[GIVEN ENTRIES — start]

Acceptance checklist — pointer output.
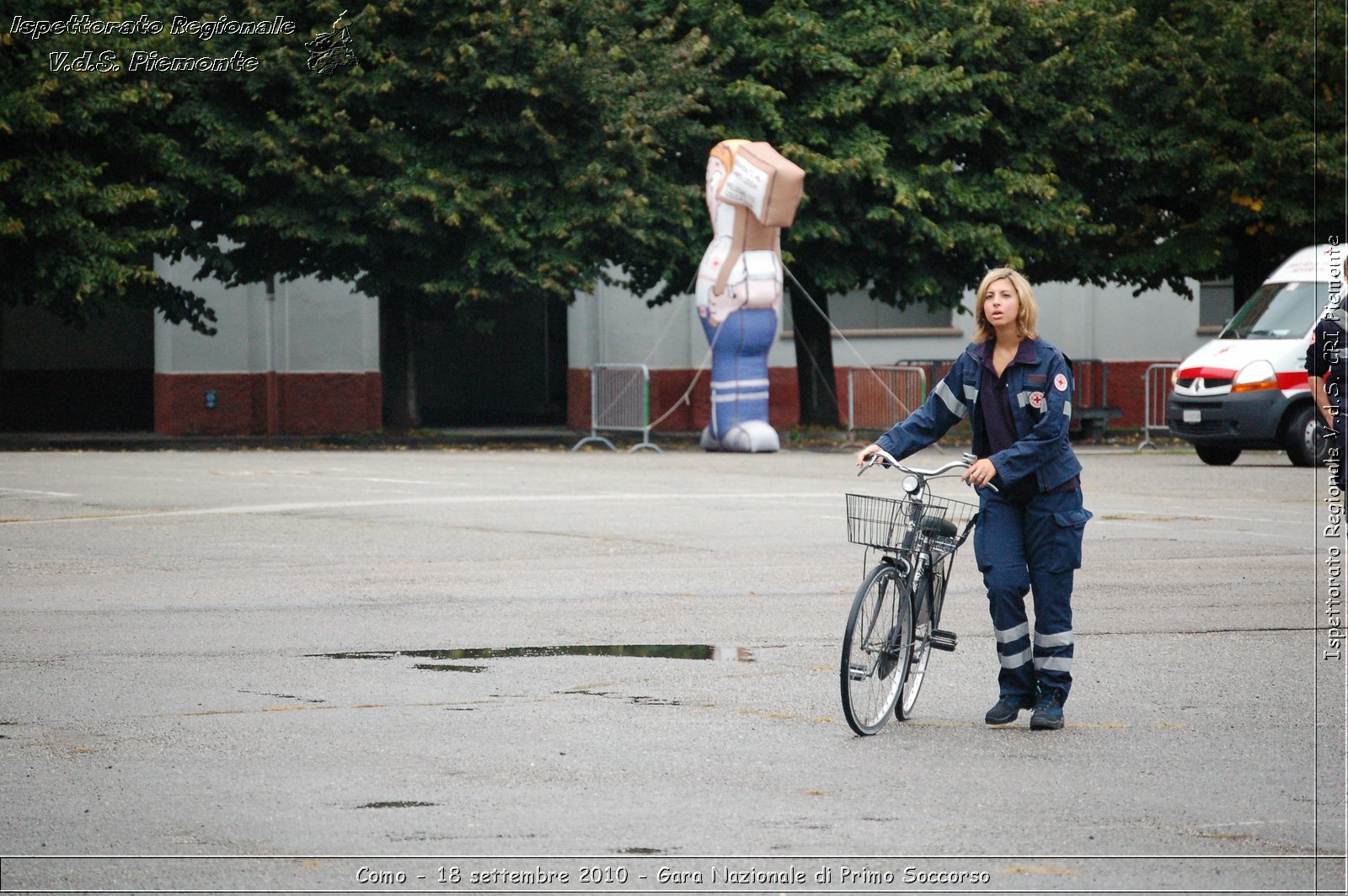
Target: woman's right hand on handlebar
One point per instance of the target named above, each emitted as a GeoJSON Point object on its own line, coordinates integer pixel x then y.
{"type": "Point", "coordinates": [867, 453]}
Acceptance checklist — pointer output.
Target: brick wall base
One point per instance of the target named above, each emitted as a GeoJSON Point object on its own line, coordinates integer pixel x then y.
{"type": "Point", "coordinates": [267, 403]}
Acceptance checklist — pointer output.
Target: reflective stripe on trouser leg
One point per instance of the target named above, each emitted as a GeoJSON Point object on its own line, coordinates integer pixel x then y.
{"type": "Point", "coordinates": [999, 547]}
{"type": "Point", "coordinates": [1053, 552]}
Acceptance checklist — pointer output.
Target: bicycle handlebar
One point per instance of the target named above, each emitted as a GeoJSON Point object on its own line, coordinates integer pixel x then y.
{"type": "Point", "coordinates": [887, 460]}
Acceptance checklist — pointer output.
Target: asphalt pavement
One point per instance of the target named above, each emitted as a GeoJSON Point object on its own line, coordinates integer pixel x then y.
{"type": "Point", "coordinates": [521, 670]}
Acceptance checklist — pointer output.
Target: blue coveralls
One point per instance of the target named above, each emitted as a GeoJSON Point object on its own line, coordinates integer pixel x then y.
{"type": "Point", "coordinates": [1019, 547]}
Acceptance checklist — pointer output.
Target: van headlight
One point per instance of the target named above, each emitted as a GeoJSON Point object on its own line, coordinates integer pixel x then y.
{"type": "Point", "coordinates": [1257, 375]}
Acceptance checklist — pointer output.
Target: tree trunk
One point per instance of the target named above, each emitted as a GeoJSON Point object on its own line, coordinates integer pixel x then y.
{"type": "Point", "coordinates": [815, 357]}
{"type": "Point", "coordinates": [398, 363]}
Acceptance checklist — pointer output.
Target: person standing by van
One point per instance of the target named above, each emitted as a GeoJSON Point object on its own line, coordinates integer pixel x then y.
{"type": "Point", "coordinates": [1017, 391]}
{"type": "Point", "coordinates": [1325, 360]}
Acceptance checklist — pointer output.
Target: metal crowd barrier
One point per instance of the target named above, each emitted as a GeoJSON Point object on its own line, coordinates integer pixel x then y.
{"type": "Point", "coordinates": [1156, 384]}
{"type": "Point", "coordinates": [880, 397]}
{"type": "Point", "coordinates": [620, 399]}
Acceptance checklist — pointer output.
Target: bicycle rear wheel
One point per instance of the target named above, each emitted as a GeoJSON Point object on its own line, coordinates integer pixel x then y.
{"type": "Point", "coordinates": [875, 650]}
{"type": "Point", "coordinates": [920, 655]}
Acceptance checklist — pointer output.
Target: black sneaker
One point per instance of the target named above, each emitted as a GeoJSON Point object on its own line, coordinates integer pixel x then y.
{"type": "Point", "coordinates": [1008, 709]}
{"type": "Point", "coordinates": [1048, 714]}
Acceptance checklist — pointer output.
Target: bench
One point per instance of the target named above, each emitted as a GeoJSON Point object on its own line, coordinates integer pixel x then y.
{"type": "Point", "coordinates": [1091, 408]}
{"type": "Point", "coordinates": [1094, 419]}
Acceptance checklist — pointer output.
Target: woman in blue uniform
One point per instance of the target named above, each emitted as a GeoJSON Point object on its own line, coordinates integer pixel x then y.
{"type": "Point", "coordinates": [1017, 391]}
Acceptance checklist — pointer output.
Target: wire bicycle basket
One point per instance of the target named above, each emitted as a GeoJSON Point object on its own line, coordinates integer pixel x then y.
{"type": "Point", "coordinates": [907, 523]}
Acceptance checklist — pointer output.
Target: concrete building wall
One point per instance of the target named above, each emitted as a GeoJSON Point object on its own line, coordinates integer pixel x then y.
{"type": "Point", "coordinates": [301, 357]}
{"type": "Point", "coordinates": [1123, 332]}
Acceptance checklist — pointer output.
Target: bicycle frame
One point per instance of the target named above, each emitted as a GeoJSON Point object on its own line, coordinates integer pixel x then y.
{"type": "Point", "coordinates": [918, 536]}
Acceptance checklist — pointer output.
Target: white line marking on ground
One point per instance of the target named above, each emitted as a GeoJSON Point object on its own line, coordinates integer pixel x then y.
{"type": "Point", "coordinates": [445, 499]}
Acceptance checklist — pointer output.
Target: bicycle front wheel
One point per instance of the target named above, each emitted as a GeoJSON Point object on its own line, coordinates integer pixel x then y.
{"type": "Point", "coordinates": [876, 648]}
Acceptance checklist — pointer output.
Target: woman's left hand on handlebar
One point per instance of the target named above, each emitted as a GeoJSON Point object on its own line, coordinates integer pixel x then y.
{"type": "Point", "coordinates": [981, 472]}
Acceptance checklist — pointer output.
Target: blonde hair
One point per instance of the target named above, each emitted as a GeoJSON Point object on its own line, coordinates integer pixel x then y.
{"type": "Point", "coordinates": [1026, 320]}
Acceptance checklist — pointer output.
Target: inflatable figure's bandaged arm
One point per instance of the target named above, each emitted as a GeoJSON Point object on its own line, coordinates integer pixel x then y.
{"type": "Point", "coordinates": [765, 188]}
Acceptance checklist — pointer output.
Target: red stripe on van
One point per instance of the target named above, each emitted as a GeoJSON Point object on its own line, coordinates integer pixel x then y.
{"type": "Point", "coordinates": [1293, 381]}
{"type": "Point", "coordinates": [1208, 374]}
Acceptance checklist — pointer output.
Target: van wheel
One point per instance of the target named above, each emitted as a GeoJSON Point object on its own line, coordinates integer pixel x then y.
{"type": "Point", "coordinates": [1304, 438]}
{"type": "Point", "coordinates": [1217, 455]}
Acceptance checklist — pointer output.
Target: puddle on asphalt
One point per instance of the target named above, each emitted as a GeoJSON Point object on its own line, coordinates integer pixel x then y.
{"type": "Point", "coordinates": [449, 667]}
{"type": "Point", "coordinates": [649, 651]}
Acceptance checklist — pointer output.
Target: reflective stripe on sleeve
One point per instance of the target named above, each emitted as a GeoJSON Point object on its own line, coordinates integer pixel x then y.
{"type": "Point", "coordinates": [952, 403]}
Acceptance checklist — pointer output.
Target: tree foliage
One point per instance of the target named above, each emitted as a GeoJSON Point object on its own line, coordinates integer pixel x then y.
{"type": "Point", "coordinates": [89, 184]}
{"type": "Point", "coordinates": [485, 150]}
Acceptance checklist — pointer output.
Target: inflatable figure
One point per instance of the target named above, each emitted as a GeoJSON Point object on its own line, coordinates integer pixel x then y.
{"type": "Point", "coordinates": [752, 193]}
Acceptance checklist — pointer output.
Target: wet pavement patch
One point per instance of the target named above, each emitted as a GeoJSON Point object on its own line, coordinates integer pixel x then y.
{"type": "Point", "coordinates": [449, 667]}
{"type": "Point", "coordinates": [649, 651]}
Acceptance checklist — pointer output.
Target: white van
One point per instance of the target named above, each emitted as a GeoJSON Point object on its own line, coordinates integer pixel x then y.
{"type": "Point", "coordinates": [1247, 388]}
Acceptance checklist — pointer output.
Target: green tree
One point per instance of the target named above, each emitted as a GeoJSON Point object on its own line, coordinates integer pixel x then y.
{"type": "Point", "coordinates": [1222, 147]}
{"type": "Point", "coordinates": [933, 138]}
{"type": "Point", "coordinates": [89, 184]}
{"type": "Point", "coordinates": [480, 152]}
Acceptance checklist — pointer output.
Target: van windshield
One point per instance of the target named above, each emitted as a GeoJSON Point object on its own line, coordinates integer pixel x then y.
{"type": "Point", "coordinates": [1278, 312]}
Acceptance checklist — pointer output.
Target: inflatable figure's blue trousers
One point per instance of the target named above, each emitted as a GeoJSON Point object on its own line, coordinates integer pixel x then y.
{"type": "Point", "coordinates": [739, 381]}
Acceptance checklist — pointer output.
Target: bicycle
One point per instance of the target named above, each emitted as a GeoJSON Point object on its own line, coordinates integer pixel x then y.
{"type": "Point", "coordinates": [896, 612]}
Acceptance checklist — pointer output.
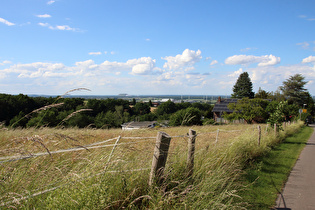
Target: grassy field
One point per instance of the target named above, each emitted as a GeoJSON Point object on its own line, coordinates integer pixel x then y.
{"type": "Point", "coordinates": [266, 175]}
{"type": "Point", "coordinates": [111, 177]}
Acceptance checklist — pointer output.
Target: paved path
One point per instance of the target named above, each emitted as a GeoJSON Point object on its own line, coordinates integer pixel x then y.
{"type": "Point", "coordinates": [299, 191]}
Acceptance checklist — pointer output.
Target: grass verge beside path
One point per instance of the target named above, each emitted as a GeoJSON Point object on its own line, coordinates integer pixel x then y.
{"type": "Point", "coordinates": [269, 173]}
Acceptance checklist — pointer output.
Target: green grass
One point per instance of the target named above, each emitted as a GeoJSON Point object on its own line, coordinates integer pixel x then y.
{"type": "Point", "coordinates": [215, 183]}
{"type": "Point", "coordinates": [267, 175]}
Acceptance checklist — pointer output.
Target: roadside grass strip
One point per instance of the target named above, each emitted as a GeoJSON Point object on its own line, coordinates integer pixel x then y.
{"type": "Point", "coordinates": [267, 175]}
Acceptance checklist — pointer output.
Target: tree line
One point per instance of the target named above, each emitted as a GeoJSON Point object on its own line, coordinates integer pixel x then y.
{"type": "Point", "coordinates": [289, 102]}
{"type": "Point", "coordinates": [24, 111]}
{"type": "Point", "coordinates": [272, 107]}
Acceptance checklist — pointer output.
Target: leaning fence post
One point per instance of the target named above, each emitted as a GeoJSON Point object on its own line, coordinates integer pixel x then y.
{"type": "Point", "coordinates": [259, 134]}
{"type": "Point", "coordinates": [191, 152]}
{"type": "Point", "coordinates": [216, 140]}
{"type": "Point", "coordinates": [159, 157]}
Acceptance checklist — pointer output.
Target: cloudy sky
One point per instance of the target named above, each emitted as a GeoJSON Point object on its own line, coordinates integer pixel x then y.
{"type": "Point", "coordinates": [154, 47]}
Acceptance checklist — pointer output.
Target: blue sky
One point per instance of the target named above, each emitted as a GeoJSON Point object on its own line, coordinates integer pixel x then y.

[GIVEN ENTRIES — finish]

Look above for the line containing "Target: tree foliage". Output from there through the line containing "Target: van windshield", exactly and inclusively.

Target: tree foliage
One point per instance of the target named above, each emitted as a GeoJSON Point object on its own line, coordinates integer pixel x then y.
{"type": "Point", "coordinates": [89, 184]}
{"type": "Point", "coordinates": [485, 150]}
Acceptance checklist — pointer output.
Target: inflatable figure
One point per instance of the target named above, each emitted as a GeoJSON Point object on its own line, coordinates integer pixel x then y.
{"type": "Point", "coordinates": [752, 193]}
Acceptance checklist — pointer output.
Target: wet pavement patch
One point per instance of the target named above, each emitted as a GeoJSON Point object on its own line, coordinates integer pixel x then y.
{"type": "Point", "coordinates": [449, 667]}
{"type": "Point", "coordinates": [649, 651]}
Acceptance checklist — pointer output.
Target: white van
One point per instance of the target named above, each emitted as a GeoJSON Point object on its own line, coordinates integer pixel x then y.
{"type": "Point", "coordinates": [1247, 388]}
Acceptance checklist — pointer output.
Target: green tree
One point per instance of the target named above, each emitted as a GeoJSON Point object on its own line, coordinates integer pixel x then y.
{"type": "Point", "coordinates": [1222, 147]}
{"type": "Point", "coordinates": [933, 138]}
{"type": "Point", "coordinates": [89, 184]}
{"type": "Point", "coordinates": [480, 152]}
Acceptance checklist — pointer output.
Target: van windshield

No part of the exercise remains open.